Task prompt: Retype nothing but the lines running from the line that contains "phrase -- dog's front leg" to the last line, both ends included, and skip every image.

Records from a data source:
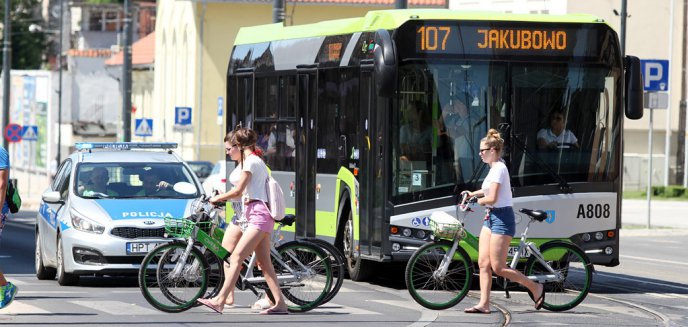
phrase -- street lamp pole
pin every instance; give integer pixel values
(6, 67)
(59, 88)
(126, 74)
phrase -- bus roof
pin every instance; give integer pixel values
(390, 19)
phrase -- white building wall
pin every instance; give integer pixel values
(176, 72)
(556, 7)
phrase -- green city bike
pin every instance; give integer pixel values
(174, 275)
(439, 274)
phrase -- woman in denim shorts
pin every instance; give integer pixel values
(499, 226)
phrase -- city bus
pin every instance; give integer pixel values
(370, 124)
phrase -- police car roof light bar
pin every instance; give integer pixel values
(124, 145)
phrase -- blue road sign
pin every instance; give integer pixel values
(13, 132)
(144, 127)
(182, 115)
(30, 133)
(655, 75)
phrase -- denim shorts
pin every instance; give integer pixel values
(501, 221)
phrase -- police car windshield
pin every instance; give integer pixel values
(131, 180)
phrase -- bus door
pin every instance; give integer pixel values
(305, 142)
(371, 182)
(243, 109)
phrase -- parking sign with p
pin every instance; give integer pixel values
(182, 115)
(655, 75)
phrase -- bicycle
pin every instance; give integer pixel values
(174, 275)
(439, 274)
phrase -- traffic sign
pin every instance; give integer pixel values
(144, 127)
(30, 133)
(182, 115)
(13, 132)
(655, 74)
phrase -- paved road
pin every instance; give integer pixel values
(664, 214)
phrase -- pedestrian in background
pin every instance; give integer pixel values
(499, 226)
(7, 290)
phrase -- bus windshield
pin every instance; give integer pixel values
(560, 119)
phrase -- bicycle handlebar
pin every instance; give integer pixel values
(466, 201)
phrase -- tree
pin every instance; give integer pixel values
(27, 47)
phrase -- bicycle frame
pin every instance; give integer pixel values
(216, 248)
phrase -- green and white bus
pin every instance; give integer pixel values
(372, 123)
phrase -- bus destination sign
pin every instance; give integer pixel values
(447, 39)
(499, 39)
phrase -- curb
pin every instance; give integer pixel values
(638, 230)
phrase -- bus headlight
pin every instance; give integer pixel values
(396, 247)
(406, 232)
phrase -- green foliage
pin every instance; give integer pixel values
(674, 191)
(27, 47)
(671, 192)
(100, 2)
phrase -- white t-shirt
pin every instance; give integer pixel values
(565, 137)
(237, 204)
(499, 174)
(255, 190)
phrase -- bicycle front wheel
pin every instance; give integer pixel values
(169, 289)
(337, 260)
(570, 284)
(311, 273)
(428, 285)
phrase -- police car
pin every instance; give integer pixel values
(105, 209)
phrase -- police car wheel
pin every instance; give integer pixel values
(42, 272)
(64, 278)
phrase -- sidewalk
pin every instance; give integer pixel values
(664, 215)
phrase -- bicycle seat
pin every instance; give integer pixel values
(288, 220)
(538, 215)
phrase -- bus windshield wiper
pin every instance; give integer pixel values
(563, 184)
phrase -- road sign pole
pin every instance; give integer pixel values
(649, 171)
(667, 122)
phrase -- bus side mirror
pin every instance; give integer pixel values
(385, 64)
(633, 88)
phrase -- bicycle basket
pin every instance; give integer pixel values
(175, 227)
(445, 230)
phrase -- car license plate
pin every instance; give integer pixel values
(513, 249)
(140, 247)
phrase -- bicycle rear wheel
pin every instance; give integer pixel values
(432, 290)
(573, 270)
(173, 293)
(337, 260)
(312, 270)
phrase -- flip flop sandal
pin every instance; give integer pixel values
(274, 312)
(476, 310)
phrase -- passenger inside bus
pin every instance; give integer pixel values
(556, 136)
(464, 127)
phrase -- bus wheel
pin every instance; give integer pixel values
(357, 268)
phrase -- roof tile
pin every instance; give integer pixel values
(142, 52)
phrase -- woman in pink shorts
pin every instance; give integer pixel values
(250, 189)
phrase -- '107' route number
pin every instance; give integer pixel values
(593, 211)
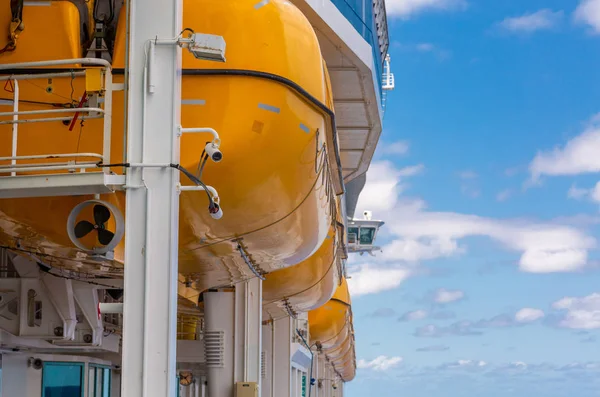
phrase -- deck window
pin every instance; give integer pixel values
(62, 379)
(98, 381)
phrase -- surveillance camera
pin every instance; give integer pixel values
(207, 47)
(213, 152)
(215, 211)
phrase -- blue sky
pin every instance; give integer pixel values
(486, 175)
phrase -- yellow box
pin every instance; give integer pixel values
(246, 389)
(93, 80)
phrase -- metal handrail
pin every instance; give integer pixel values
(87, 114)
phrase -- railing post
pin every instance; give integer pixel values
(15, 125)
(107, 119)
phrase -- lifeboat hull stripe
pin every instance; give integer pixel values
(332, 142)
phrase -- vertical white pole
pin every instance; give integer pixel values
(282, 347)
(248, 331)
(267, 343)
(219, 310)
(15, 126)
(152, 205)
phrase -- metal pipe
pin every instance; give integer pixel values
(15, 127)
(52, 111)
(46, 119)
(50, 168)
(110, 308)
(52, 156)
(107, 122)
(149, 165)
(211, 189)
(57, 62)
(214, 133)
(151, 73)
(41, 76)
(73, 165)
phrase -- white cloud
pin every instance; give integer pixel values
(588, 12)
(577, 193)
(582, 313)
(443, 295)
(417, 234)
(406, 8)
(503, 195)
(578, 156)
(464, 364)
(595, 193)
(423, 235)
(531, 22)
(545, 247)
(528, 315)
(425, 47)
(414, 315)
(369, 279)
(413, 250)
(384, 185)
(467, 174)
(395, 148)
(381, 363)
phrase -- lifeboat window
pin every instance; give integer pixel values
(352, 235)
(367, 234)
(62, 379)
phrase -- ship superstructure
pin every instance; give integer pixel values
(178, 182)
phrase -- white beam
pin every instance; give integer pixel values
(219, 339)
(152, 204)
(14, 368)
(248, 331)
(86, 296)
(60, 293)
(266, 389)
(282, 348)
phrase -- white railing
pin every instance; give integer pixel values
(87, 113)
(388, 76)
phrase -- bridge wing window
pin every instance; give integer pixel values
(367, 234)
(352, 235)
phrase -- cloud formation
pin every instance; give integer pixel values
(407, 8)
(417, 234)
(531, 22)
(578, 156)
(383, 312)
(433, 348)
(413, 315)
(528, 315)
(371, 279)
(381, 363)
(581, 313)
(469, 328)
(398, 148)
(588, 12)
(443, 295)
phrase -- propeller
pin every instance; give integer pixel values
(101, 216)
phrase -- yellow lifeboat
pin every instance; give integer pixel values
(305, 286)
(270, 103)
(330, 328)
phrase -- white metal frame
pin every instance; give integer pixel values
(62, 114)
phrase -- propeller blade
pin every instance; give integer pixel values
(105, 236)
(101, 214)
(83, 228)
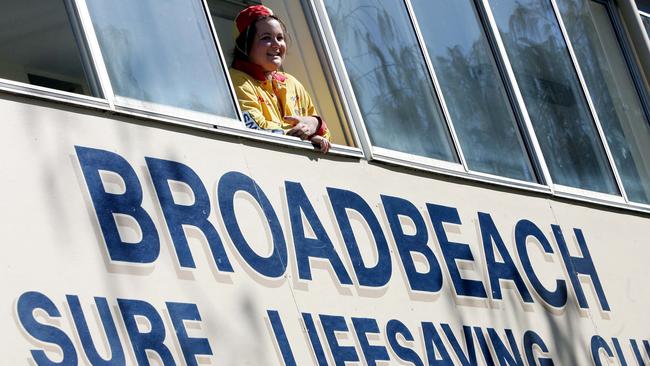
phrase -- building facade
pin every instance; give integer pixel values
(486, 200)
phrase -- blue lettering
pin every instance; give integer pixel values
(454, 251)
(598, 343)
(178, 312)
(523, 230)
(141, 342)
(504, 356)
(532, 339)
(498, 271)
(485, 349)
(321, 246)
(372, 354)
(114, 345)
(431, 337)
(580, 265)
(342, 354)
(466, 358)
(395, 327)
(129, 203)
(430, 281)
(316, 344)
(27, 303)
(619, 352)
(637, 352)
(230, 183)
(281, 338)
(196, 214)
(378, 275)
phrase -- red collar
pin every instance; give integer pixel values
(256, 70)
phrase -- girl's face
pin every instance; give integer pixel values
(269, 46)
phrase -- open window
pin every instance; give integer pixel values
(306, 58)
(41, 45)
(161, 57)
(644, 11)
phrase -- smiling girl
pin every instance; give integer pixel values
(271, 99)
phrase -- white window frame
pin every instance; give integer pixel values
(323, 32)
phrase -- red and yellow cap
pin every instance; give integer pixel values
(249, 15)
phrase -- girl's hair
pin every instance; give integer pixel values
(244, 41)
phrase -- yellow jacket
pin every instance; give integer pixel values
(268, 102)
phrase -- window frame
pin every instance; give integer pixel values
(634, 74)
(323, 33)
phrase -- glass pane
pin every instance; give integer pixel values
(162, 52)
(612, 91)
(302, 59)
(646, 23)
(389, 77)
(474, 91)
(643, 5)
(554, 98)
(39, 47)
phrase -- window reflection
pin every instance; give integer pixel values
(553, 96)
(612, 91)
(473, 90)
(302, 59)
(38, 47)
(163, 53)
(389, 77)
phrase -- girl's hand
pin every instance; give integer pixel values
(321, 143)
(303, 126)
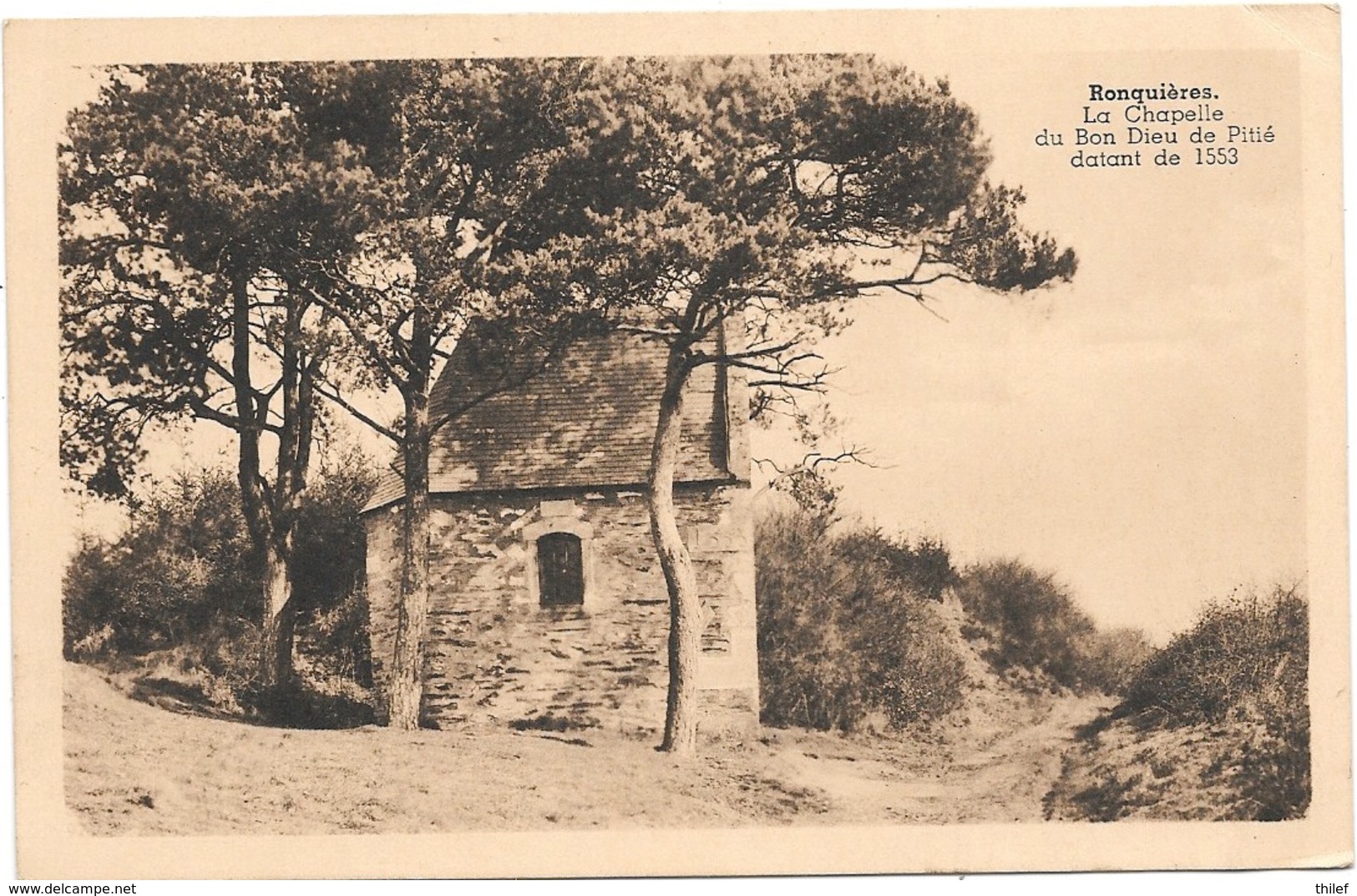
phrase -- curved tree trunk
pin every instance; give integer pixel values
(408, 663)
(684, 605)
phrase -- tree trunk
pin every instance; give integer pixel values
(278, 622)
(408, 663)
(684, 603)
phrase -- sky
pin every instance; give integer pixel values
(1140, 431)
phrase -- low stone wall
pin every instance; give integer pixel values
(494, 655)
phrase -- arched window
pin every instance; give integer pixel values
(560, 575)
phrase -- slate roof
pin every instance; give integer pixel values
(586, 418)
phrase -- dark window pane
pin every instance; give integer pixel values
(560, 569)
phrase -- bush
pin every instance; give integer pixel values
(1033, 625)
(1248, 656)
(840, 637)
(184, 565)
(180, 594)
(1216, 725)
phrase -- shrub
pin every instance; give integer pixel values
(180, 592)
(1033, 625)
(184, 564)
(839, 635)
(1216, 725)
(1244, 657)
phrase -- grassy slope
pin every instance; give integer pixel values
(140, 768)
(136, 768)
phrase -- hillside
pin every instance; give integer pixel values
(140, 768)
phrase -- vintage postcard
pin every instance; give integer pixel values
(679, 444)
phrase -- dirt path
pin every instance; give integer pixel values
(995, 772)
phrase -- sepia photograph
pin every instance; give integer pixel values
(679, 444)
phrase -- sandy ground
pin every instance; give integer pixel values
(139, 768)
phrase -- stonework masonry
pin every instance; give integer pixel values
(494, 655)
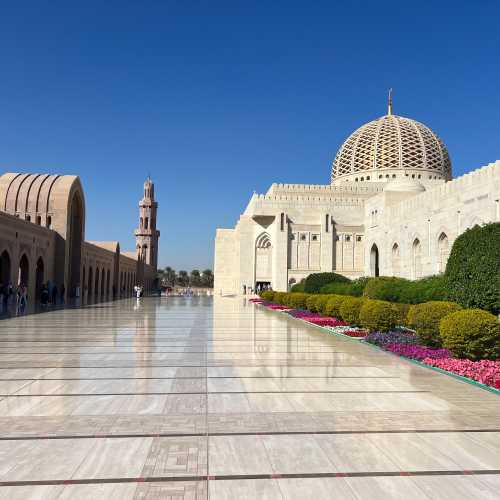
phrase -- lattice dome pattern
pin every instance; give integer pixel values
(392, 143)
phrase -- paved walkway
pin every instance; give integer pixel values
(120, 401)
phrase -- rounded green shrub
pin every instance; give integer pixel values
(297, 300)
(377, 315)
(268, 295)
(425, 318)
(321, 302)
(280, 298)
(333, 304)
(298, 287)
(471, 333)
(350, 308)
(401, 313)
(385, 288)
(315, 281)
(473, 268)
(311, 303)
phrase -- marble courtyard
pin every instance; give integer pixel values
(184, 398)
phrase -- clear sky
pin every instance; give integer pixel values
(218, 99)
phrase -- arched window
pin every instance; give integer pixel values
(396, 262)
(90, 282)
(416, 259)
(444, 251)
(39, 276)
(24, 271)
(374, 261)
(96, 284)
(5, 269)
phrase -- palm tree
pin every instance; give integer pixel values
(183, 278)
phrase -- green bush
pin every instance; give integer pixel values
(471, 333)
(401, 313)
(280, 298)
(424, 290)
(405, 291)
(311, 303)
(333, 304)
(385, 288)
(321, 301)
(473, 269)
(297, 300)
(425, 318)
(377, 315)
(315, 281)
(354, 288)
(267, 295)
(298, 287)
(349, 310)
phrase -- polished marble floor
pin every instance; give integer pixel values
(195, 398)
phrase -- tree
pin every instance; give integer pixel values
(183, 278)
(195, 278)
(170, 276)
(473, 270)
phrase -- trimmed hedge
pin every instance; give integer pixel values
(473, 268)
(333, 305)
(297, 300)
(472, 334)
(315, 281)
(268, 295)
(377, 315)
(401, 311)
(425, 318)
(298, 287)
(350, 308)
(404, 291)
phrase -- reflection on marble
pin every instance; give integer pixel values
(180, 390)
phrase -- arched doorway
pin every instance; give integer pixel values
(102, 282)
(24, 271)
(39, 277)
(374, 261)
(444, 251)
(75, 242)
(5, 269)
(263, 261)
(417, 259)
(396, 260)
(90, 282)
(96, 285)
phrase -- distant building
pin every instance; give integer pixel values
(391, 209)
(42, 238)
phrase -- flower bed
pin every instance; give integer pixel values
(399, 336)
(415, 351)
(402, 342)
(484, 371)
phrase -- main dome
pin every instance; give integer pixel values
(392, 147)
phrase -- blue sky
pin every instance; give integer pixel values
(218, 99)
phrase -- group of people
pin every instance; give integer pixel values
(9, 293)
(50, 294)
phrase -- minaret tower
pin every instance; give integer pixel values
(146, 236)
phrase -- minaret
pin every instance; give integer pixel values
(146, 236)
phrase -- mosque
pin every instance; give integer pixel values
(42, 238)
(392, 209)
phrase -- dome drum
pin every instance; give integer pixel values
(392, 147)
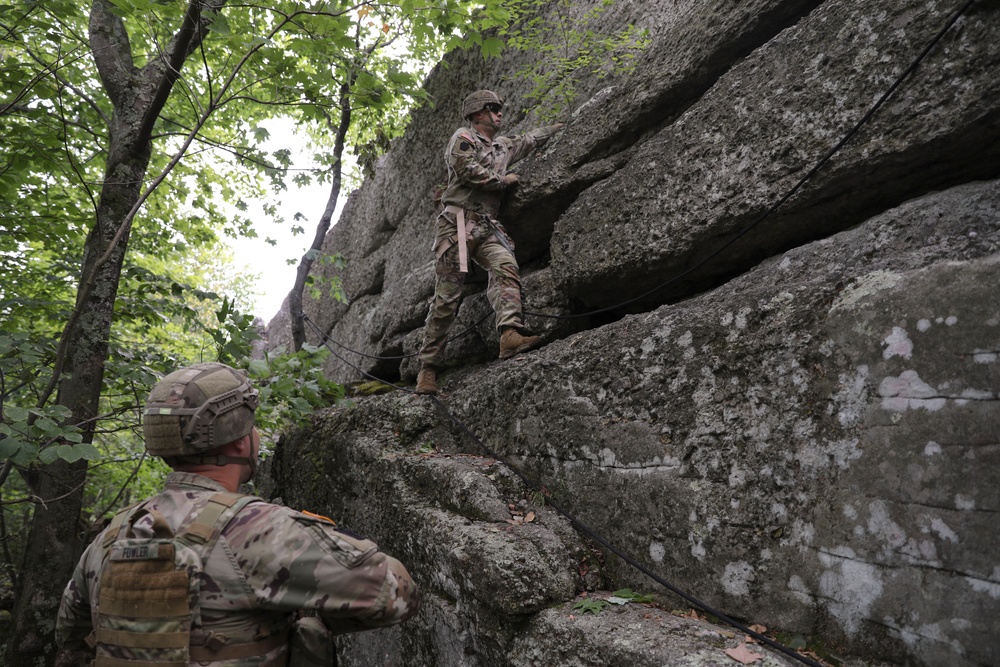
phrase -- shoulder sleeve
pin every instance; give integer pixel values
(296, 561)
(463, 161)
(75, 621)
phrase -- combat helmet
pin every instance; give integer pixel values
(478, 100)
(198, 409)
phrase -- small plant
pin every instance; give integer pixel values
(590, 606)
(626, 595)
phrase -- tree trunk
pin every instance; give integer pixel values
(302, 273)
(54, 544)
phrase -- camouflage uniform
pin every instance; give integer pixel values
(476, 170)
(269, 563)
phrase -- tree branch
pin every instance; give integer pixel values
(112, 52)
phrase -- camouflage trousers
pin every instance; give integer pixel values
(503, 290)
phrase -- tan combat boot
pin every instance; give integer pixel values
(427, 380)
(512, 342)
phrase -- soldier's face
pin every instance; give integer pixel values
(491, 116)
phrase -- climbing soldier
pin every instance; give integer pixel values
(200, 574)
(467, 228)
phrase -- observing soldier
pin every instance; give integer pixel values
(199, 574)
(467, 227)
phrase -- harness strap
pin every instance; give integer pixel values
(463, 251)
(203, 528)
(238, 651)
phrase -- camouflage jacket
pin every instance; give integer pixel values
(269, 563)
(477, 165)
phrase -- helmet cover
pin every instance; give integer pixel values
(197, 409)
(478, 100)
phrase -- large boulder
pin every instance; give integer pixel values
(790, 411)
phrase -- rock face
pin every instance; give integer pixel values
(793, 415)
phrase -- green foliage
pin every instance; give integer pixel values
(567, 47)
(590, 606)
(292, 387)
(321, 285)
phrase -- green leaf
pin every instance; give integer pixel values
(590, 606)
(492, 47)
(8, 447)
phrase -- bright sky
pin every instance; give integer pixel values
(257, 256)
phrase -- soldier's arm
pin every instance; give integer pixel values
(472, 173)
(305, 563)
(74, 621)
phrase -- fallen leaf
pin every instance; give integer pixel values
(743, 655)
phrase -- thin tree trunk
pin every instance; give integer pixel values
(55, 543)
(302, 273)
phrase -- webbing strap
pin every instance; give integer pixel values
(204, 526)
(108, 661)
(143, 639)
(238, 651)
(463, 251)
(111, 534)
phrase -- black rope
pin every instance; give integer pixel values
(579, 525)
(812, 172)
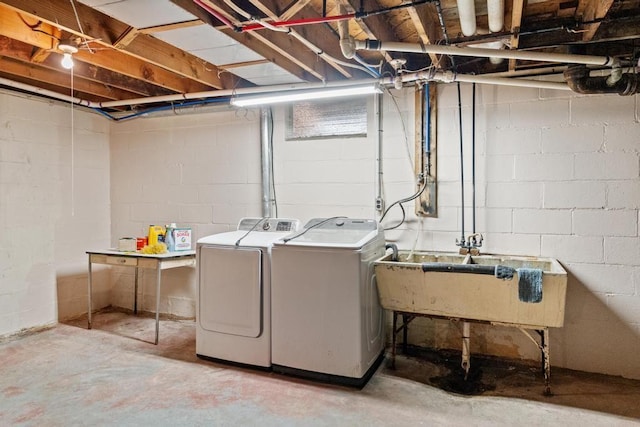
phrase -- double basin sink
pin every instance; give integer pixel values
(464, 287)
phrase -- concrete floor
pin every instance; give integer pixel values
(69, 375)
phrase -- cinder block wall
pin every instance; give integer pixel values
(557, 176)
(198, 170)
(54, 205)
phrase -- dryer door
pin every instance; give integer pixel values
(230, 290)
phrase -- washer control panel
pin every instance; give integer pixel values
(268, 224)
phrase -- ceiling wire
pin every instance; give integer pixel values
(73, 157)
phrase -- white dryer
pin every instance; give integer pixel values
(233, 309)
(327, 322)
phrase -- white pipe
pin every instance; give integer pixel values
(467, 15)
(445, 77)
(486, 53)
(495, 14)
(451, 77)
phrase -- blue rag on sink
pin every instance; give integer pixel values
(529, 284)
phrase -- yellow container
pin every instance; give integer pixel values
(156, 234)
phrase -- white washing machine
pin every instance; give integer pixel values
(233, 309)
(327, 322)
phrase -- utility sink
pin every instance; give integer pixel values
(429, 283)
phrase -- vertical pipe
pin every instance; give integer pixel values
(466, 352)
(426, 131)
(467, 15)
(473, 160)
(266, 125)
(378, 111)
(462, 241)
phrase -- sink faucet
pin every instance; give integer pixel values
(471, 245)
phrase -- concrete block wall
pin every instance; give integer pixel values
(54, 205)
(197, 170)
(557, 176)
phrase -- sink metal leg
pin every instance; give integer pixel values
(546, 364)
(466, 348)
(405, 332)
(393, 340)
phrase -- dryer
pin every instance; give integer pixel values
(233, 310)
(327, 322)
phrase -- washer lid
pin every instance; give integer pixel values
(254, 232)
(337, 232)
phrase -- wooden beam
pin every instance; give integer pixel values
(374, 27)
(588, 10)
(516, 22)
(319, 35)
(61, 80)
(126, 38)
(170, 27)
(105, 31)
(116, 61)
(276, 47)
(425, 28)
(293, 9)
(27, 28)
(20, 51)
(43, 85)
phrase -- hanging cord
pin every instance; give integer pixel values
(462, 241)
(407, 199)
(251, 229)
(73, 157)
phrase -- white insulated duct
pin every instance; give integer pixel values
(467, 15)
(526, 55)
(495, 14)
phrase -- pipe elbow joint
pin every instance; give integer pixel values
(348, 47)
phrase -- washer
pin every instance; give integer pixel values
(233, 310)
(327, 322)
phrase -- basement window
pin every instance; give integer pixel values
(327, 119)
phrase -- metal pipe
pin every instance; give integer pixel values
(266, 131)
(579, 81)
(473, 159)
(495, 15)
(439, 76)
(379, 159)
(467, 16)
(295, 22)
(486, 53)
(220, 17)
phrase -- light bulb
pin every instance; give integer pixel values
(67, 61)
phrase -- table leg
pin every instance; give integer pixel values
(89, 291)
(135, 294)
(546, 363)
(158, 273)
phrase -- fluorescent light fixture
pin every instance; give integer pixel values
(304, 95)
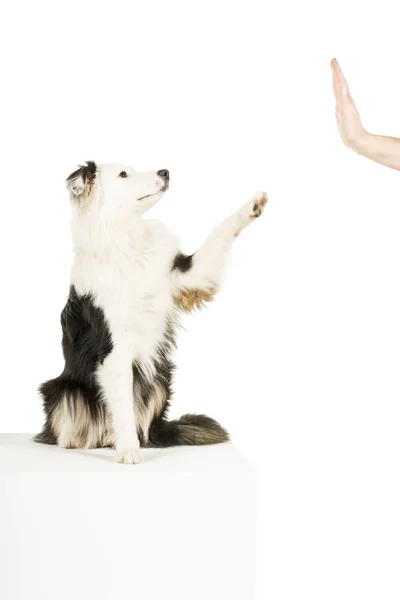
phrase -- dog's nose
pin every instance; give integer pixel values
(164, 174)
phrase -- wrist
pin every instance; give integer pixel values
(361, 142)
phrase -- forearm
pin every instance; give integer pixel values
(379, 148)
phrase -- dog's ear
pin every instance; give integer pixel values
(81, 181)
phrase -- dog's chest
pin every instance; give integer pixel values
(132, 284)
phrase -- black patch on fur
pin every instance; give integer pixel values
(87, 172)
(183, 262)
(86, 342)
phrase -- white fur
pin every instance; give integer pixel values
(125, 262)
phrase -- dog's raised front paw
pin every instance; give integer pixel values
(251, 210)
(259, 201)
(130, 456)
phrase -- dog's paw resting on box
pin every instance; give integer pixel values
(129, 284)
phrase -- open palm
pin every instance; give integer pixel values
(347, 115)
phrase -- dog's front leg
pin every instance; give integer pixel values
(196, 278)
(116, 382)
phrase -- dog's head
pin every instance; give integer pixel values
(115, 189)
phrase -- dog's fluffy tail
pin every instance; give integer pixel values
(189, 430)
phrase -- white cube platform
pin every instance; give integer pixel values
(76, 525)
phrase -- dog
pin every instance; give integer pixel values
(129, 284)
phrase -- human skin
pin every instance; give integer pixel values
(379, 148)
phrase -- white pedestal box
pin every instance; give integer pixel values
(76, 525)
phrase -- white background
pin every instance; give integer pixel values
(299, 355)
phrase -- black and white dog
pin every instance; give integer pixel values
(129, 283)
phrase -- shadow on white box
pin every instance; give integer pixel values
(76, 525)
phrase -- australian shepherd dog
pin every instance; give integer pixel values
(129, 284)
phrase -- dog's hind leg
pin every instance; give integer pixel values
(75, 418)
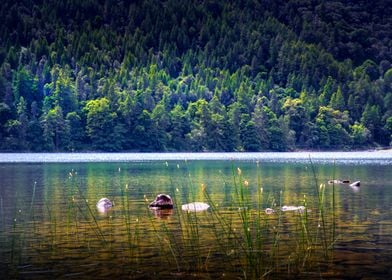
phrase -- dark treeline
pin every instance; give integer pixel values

Task solution:
phrase -- dog's front leg
pin every instance; give integer pixel values
(196, 278)
(116, 382)
phrase -- dog's head
pin every instance; give integer pixel values
(115, 189)
phrase -- dog's fluffy tail
pin every instance; give integer pixel values
(189, 430)
phrase -- white cube platform
pin every instance; give integer pixel values
(76, 525)
phrase -- dog
pin every instance; give integer pixel values
(129, 284)
phrase -- human skin
pin every instance; give integer pixel values
(379, 148)
phrase -- white pedestal box
pin every instance; give integer pixel values
(76, 525)
phrase -- white background
pin every instance; give integer pixel values
(299, 355)
phrase -- black and white dog
pin every instance; give integer pixel values
(129, 283)
phrase -- shadow on white box
pin every instance; give integer pixel values
(76, 525)
phrase -- australian shepherd dog
pin every instance; give integer pixel values
(129, 284)
phrase -- dog's hind leg
pin every instance; give integer pixel values
(75, 418)
phrase -- dark treeline
pin every instance; give integer pixel values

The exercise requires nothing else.